**THE EXERCISE:** Show each line of the records that follow which contains the word "below". Only matches with the same case count.

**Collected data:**
____

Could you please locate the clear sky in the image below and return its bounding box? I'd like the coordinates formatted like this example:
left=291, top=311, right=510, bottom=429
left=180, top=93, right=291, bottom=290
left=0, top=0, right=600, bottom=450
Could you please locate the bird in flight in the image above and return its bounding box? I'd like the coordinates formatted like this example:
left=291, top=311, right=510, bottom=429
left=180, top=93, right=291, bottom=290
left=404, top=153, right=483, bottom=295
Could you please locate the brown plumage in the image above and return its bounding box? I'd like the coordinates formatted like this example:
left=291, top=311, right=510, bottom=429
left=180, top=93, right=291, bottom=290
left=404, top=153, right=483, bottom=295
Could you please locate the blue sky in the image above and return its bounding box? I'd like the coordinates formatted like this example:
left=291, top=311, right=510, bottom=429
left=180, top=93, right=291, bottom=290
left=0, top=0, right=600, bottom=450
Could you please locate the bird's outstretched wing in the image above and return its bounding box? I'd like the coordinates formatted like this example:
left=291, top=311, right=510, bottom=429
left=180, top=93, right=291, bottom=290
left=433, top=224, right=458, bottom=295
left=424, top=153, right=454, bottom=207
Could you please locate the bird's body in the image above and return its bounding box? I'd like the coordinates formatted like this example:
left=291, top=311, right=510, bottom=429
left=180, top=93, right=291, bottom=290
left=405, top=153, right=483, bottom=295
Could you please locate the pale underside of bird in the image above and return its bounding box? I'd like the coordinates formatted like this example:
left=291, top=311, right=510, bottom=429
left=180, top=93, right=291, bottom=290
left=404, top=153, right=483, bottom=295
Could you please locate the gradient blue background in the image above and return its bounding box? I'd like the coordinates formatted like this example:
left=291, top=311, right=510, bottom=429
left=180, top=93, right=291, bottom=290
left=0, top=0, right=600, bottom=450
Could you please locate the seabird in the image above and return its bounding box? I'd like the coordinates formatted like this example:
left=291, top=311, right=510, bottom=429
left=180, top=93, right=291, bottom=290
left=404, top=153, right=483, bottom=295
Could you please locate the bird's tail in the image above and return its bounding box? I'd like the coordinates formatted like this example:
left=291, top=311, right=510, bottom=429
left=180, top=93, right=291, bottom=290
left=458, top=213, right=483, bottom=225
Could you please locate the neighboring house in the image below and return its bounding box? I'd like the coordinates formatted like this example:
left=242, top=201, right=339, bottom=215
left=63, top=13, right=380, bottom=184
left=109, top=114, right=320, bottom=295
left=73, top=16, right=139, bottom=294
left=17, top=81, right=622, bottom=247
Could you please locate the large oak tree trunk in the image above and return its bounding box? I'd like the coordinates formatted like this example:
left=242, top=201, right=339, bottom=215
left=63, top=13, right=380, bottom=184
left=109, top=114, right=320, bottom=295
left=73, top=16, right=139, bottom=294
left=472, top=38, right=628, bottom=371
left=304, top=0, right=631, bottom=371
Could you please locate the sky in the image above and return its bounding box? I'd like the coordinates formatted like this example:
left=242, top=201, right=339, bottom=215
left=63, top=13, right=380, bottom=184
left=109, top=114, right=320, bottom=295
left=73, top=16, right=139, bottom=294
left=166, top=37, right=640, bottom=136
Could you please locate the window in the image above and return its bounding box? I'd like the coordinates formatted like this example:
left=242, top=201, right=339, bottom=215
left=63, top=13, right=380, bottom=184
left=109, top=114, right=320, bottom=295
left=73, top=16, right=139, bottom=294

____

**THE SOLUTION:**
Could you please locate the clear sky in the image below and return its bounding box? I'd like the coordinates formatted like this example:
Could you please locate the neighboring house in the image below and return its bounding box? I'd like the coordinates formatted like this example:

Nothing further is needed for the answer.